What to produce: Starting with the line that holds "windshield as a single marker per instance.", copy out each remaining line of the listing below, up to and including the last one, and include nothing else.

Input for this task:
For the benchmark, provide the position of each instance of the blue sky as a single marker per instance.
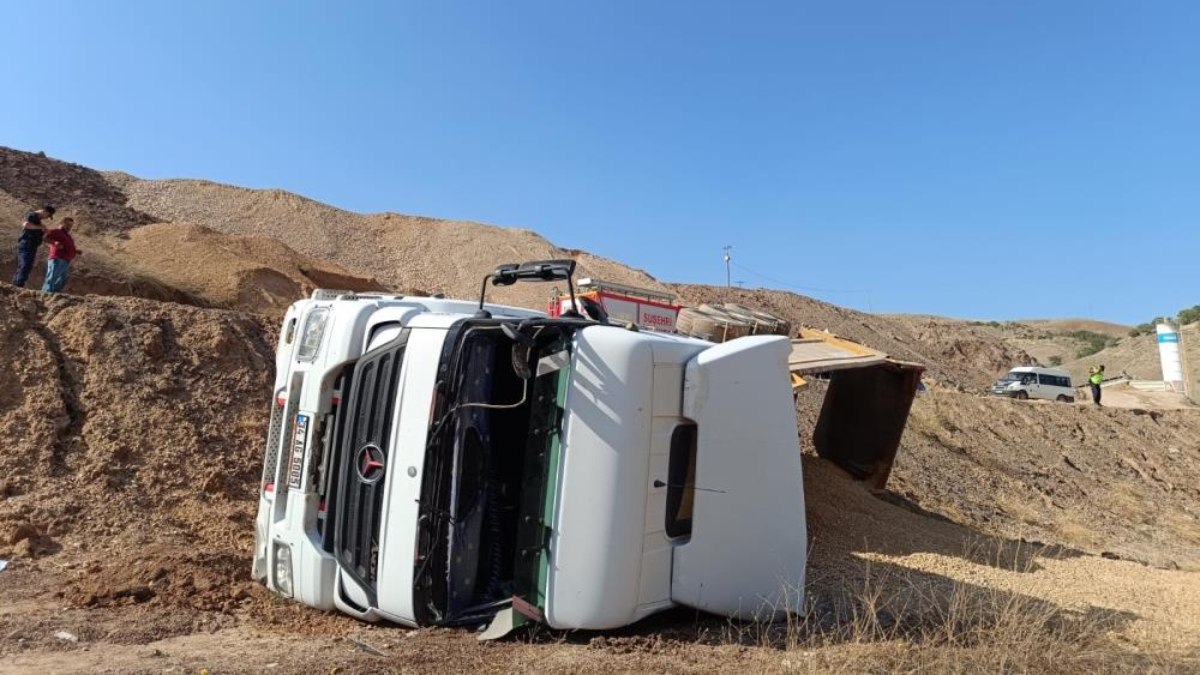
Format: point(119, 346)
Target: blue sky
point(983, 160)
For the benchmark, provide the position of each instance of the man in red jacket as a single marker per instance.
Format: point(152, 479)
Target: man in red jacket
point(63, 251)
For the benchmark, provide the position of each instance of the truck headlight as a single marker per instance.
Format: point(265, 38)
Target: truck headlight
point(313, 330)
point(283, 569)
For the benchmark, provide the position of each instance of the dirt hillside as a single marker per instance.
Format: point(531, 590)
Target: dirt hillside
point(131, 442)
point(125, 252)
point(955, 353)
point(439, 256)
point(208, 244)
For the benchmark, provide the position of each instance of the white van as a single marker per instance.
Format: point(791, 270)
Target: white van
point(1033, 382)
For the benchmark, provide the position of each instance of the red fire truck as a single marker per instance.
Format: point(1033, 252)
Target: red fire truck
point(649, 310)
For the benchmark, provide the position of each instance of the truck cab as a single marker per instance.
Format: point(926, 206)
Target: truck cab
point(437, 461)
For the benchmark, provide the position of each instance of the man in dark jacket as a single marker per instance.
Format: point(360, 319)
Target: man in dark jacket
point(31, 232)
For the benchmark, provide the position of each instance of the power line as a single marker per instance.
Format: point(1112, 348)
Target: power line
point(798, 287)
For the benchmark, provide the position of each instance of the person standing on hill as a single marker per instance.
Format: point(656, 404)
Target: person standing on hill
point(1095, 381)
point(63, 251)
point(31, 232)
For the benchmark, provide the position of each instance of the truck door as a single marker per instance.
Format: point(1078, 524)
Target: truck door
point(745, 553)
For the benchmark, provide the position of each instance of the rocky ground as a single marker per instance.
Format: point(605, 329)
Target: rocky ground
point(1014, 536)
point(131, 442)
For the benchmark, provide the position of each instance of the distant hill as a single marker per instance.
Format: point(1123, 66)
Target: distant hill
point(219, 245)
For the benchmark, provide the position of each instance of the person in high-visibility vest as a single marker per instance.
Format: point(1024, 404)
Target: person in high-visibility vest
point(1095, 380)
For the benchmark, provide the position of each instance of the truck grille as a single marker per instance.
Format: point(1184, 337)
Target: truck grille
point(364, 460)
point(271, 459)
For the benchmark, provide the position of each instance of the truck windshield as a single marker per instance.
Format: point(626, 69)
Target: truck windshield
point(487, 470)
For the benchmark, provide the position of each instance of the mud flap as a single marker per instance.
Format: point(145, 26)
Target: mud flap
point(747, 551)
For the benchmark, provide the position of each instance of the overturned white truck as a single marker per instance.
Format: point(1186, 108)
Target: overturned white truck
point(437, 461)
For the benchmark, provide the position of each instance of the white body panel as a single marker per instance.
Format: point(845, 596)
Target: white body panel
point(288, 515)
point(748, 547)
point(1035, 382)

Answer in full:
For the benchmark, provide the position of each instance of the truck windshield as a single marker per instance.
Format: point(626, 69)
Target: truck windshield
point(487, 470)
For the benchmark, provide the position of each instance of the mud flap as a single marker per instance.
Format: point(145, 26)
Target: mud flap
point(747, 551)
For the benchmark, provide the position of each instance of the overturned white truck as a single marker per instance.
Format: point(1186, 108)
Target: overturned white truck
point(437, 461)
For the benchmark, provide the position of each instance of the white body panel as a single marker per instance.
Format: point(845, 596)
Target: white body panel
point(288, 515)
point(748, 547)
point(1035, 382)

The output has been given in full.